| RECORDS FOR THIS TASK |
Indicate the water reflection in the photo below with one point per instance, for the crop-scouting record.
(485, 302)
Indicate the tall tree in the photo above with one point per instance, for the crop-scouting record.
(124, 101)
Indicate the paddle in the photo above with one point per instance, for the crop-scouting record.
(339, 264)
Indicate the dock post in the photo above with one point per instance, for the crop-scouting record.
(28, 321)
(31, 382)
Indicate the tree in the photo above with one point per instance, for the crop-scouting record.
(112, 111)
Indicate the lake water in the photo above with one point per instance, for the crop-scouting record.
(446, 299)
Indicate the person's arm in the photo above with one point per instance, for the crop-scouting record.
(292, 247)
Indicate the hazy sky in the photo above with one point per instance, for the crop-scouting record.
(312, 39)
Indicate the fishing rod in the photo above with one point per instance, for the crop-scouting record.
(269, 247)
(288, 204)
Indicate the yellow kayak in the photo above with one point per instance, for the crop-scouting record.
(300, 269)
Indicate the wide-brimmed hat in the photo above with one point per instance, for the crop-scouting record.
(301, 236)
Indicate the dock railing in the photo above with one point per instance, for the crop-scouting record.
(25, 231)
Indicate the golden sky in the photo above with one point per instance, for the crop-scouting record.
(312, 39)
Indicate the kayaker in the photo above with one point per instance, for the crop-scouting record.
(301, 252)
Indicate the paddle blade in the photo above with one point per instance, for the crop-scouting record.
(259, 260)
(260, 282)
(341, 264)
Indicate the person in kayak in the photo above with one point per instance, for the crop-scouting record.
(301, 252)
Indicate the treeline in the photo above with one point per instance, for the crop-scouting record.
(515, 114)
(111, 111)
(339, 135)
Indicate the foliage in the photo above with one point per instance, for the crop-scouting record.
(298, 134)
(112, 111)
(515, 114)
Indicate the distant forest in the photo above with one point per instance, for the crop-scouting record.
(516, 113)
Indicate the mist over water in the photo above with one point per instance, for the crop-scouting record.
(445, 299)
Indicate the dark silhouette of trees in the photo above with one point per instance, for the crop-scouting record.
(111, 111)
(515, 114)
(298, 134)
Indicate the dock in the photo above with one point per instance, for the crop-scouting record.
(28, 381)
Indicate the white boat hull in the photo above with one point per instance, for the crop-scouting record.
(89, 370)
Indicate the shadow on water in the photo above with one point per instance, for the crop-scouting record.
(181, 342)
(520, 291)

| STATED EXERCISE |
Locate the line that contains "Indicate the foliage". Repeat it and every line after it, up to and including the final line, exactly.

| FINISHED EXERCISE |
Indicate the foliage in the photo above with one point per instance, for the crop-scouting record.
(298, 134)
(112, 111)
(515, 114)
Indicate the distant forest in the photo above with one point per instance, for the crop-scouting record.
(516, 113)
Indicate the mist over water in the photo above with one point per instance, for the crop-scouting record.
(445, 299)
Indicate the dark silhouette of trees in the photo above with one point per instance, for the crop-scouting record.
(111, 111)
(515, 114)
(298, 134)
Indicate the dock in the photo above with one point per instance, for the crop-scouting record.
(28, 381)
Indicate the white boat hull in the photo above with one point per instance, for the crop-scouting record.
(89, 370)
Indicate the shadow on water in the photo above with one point per instance, for the crop-scouting record.
(181, 342)
(520, 291)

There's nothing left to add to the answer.